__ARTICLE__:
——
Implementing VAE

3 minute read

Updated: October 04, 2021

Let’s implement VAE using MNIST dataset!

Load MNIST

Torch has MNIST dataset support. Let’s use them.

import torch
import torch.nn as nn
from torchvision import datasets
import torchvision.transforms as transforms

mnist_train = datasets.MNIST(root='MNIST_data/',
                          train=True,
                          transform=transforms.ToTensor(),
                          download=True)

mnist_test = datasets.MNIST(root='MNIST_data/',
                         train=False,
                         transform=transforms.ToTensor(),
                         download=True)

Downloading http://yann.lecun.com/exdb/mnist/train-images-idx3-ubyte.gz
Downloading http://yann.lecun.com/exdb/mnist/train-images-idx3-ubyte.gz to MNIST_data/MNIST/raw/train-images-idx3-ubyte.gz

  0%|          | 0/9912422 [00:00<?, ?it/s]

Extracting MNIST_data/MNIST/raw/train-images-idx3-ubyte.gz to MNIST_data/MNIST/raw

Downloading http://yann.lecun.com/exdb/mnist/train-labels-idx1-ubyte.gz
Downloading http://yann.lecun.com/exdb/mnist/train-labels-idx1-ubyte.gz to MNIST_data/MNIST/raw/train-labels-idx1-ubyte.gz

  0%|          | 0/28881 [00:00<?, ?it/s]

Extracting MNIST_data/MNIST/raw/train-labels-idx1-ubyte.gz to MNIST_data/MNIST/raw

Downloading http://yann.lecun.com/exdb/mnist/t10k-images-idx3-ubyte.gz
Downloading http://yann.lecun.com/exdb/mnist/t10k-images-idx3-ubyte.gz to MNIST_data/MNIST/raw/t10k-images-idx3-ubyte.gz

  0%|          | 0/1648877 [00:00<?, ?it/s]

Extracting MNIST_data/MNIST/raw/t10k-images-idx3-ubyte.gz to MNIST_data/MNIST/raw

Downloading http://yann.lecun.com/exdb/mnist/t10k-labels-idx1-ubyte.gz
Downloading http://yann.lecun.com/exdb/mnist/t10k-labels-idx1-ubyte.gz to MNIST_data/MNIST/raw/t10k-labels-idx1-ubyte.gz

  0%|          | 0/4542 [00:00<?, ?it/s]

Extracting MNIST_data/MNIST/raw/t10k-labels-idx1-ubyte.gz to MNIST_data/MNIST/raw

Let’s setup dataloaders.
——
__RECORDS__:
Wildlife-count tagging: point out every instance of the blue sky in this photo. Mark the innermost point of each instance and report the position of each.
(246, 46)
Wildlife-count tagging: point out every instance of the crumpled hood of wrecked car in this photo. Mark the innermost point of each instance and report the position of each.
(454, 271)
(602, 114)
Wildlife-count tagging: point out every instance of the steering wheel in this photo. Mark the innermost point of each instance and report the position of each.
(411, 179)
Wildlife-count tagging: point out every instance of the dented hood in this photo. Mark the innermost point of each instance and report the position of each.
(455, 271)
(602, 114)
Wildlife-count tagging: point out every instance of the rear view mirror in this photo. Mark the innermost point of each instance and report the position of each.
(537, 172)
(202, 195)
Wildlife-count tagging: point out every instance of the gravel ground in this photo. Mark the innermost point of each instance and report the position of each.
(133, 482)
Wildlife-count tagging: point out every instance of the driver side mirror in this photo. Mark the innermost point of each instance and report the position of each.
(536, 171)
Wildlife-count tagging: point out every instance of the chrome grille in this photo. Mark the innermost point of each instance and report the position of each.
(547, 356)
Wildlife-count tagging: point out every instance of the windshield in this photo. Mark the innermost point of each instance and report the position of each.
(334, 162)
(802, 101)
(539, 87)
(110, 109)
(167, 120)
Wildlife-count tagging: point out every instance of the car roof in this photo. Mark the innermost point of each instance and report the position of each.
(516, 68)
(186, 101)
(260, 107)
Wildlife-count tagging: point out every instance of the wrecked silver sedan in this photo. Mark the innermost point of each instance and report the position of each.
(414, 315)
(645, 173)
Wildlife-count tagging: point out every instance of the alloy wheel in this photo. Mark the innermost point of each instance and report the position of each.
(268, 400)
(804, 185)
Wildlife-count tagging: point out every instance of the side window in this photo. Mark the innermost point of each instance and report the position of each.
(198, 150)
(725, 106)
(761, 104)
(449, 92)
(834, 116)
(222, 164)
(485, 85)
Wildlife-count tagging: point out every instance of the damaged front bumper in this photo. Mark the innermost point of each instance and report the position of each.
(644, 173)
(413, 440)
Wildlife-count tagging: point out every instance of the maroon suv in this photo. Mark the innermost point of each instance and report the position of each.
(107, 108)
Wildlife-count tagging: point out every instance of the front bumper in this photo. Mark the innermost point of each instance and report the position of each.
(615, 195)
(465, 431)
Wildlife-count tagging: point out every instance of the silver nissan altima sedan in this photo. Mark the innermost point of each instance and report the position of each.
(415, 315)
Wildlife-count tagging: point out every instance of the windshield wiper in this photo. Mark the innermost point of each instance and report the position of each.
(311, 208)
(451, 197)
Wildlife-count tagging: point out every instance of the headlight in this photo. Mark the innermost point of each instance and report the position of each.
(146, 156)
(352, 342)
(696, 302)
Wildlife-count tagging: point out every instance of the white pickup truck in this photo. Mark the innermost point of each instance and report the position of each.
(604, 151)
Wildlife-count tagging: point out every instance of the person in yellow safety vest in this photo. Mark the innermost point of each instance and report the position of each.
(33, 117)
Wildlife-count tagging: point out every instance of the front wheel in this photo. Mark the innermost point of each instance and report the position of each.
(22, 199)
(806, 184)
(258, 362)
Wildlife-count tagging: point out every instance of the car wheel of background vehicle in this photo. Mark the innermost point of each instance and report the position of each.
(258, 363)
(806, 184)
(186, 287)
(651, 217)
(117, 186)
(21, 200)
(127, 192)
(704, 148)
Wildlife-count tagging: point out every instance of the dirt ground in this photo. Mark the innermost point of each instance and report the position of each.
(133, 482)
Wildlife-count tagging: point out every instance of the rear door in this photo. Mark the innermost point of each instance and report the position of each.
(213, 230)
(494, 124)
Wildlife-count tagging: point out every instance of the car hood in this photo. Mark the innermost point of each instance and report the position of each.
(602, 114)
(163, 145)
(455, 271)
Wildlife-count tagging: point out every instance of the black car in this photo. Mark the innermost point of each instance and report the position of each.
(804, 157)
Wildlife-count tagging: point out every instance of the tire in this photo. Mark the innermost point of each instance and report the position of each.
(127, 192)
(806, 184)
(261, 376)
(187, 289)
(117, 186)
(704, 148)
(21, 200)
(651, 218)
——
__EXERCISES TO COMPLETE__:
1. Print the part of the VAE article that opens with the words containing "Extracting MNIST_data/MNIST/raw/t10k-images-idx3-ubyte.gz to" and closes with "Let’s setup dataloaders.", copied word for word.
2. How many lines of the records contain the string "windshield", counting only matches in the same case? Reply with the number alone.

__COMPLETED EXERCISE__:
1.
Extracting MNIST_data/MNIST/raw/t10k-images-idx3-ubyte.gz to MNIST_data/MNIST/raw

Downloading http://yann.lecun.com/exdb/mnist/t10k-labels-idx1-ubyte.gz
Downloading http://yann.lecun.com/exdb/mnist/t10k-labels-idx1-ubyte.gz to MNIST_data/MNIST/raw/t10k-labels-idx1-ubyte.gz

  0%|          | 0/4542 [00:00<?, ?it/s]

Extracting MNIST_data/MNIST/raw/t10k-labels-idx1-ubyte.gz to MNIST_data/MNIST/raw

Let’s setup dataloaders.

2. 2